Saved entries
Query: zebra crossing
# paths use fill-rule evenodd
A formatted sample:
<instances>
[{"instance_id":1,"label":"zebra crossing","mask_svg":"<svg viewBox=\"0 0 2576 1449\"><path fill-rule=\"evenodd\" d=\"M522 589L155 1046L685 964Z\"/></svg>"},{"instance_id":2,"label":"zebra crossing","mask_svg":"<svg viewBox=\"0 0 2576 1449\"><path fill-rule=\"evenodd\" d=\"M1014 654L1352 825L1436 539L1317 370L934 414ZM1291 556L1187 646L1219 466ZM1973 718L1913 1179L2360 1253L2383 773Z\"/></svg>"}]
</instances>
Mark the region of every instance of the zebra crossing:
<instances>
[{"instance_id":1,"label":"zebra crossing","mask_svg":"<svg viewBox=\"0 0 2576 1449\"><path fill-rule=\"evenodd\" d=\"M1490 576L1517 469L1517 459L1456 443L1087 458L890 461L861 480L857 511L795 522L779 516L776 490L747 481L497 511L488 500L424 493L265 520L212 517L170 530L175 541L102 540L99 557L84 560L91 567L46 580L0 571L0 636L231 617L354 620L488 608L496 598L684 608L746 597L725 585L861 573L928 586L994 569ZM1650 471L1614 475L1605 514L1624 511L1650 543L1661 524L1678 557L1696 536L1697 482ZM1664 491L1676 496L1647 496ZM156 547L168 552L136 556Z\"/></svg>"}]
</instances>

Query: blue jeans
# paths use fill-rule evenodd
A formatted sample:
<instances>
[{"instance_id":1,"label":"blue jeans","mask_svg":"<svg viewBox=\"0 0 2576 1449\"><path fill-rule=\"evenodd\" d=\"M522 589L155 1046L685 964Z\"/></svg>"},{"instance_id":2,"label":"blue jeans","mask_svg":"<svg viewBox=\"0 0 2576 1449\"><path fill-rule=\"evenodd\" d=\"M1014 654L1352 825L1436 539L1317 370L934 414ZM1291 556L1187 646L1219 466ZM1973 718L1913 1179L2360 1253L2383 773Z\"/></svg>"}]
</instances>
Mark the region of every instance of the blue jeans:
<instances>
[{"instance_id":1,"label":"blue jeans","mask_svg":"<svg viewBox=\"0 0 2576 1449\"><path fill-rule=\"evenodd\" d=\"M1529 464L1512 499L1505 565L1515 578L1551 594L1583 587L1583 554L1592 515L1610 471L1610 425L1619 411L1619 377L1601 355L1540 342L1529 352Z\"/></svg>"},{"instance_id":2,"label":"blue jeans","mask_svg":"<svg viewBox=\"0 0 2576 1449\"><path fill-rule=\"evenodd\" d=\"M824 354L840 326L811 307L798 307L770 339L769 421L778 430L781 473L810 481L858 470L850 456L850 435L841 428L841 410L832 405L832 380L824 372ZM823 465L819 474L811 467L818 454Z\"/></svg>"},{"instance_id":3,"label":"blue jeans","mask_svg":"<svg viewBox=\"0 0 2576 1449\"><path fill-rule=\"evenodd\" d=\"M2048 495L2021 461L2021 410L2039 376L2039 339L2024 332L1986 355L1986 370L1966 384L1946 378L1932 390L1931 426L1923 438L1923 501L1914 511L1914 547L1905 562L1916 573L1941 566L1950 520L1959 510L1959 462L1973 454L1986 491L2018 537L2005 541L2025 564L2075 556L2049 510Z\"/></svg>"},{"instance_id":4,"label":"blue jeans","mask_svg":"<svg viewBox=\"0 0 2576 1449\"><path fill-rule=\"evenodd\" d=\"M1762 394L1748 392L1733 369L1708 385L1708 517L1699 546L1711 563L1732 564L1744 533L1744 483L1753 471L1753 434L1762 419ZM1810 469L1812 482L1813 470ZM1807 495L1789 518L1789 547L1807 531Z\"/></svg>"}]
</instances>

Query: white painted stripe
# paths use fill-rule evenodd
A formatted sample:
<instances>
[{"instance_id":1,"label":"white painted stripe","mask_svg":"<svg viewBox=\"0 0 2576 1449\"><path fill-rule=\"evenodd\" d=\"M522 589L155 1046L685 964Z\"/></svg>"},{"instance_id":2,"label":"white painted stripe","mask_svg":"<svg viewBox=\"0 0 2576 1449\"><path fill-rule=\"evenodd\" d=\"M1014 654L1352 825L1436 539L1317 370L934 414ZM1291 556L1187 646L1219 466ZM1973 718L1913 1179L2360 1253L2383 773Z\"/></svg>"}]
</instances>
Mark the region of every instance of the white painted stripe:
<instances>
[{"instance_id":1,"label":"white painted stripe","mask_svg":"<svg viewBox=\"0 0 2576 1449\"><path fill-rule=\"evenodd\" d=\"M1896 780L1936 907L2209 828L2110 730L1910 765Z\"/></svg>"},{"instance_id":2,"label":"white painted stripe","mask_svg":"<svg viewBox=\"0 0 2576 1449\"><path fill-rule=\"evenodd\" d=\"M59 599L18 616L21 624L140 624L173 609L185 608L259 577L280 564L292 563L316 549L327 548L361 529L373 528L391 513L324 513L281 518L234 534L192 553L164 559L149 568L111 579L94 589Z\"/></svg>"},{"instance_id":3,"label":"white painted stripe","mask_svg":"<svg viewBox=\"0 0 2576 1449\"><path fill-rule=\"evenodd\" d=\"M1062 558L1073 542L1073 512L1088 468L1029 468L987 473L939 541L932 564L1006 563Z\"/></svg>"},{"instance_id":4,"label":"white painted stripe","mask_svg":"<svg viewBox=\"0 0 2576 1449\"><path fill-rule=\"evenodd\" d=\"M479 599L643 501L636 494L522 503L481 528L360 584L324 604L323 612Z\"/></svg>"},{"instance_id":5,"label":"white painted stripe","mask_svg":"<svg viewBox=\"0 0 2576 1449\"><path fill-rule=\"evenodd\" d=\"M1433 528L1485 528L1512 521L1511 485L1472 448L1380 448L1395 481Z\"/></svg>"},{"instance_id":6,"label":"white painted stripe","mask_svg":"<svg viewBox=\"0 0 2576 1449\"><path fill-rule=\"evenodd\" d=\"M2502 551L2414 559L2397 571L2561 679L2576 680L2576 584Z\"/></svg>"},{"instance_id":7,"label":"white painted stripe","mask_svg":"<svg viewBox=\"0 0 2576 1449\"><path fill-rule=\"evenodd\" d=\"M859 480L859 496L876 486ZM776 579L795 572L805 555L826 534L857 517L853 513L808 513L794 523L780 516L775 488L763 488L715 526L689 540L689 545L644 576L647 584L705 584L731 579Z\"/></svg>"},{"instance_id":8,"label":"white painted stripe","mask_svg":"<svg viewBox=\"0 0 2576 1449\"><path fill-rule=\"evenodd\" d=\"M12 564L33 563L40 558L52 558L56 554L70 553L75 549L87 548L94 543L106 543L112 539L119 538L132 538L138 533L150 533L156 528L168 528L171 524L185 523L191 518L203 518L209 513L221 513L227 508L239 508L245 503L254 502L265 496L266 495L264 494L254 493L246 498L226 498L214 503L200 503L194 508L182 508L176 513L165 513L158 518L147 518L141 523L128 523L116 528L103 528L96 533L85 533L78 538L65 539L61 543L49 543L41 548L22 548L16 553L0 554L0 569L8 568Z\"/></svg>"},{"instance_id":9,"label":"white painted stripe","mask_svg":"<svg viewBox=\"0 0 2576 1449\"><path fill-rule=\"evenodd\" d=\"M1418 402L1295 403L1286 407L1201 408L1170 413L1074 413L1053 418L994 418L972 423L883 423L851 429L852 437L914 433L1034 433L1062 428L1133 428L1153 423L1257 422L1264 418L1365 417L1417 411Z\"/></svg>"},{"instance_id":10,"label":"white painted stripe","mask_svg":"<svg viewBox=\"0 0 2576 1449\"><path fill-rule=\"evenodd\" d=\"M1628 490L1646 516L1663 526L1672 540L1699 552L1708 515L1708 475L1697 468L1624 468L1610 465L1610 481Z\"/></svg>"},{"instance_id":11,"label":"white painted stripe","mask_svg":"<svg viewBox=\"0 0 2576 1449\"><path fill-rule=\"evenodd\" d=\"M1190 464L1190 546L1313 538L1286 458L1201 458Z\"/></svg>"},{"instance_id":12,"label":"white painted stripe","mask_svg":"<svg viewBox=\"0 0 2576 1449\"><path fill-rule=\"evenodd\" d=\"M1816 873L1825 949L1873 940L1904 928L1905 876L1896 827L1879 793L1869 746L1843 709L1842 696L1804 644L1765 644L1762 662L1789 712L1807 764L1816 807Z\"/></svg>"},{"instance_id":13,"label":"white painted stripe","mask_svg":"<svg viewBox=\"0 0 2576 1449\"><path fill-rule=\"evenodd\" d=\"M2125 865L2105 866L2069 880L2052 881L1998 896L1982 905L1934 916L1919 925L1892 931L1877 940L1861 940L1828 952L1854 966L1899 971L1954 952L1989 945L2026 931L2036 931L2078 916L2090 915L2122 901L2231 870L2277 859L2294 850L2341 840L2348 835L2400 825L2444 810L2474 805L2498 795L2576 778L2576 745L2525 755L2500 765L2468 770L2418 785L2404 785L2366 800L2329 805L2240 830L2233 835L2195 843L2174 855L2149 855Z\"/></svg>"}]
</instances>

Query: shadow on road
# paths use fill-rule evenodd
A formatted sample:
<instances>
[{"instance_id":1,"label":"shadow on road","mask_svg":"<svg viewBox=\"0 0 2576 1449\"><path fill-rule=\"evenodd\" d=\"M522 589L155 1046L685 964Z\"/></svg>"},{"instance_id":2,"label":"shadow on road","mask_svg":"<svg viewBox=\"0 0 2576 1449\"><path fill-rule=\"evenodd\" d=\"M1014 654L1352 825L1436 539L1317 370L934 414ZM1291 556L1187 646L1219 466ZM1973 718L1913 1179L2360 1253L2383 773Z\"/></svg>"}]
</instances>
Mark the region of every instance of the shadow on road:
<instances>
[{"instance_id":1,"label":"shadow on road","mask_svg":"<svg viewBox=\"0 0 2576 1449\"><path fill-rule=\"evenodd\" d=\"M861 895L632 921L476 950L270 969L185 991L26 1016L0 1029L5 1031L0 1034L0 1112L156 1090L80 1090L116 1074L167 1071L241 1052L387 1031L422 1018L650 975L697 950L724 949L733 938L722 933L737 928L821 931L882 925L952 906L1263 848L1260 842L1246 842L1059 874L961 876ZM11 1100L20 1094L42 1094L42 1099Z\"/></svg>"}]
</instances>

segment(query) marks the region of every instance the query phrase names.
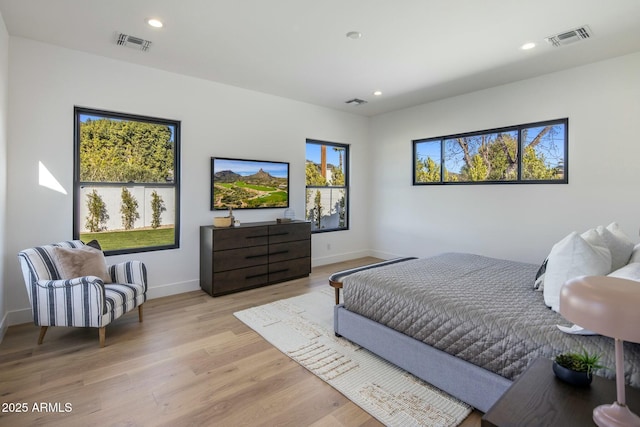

*AIM OF THE EXERCISE*.
Leave every picture out, and repeat exactly the lines from the one containing "Mark the region of every instance of the shadow" through the last line of the entries, both ends included.

*OUTPUT BELOW*.
Mark the region of every instance of the shadow on road:
<instances>
[{"instance_id":1,"label":"shadow on road","mask_svg":"<svg viewBox=\"0 0 2576 1449\"><path fill-rule=\"evenodd\" d=\"M861 895L632 921L476 950L270 969L185 991L26 1016L0 1029L5 1031L0 1034L0 1112L156 1090L80 1090L116 1074L167 1071L241 1052L387 1031L422 1018L650 975L697 950L724 949L733 938L722 933L737 928L821 931L882 925L952 906L1263 848L1260 842L1246 842L1059 874L961 876ZM11 1100L20 1094L42 1094L42 1099Z\"/></svg>"}]
</instances>

segment(query) marks the region of every instance the query phrase names.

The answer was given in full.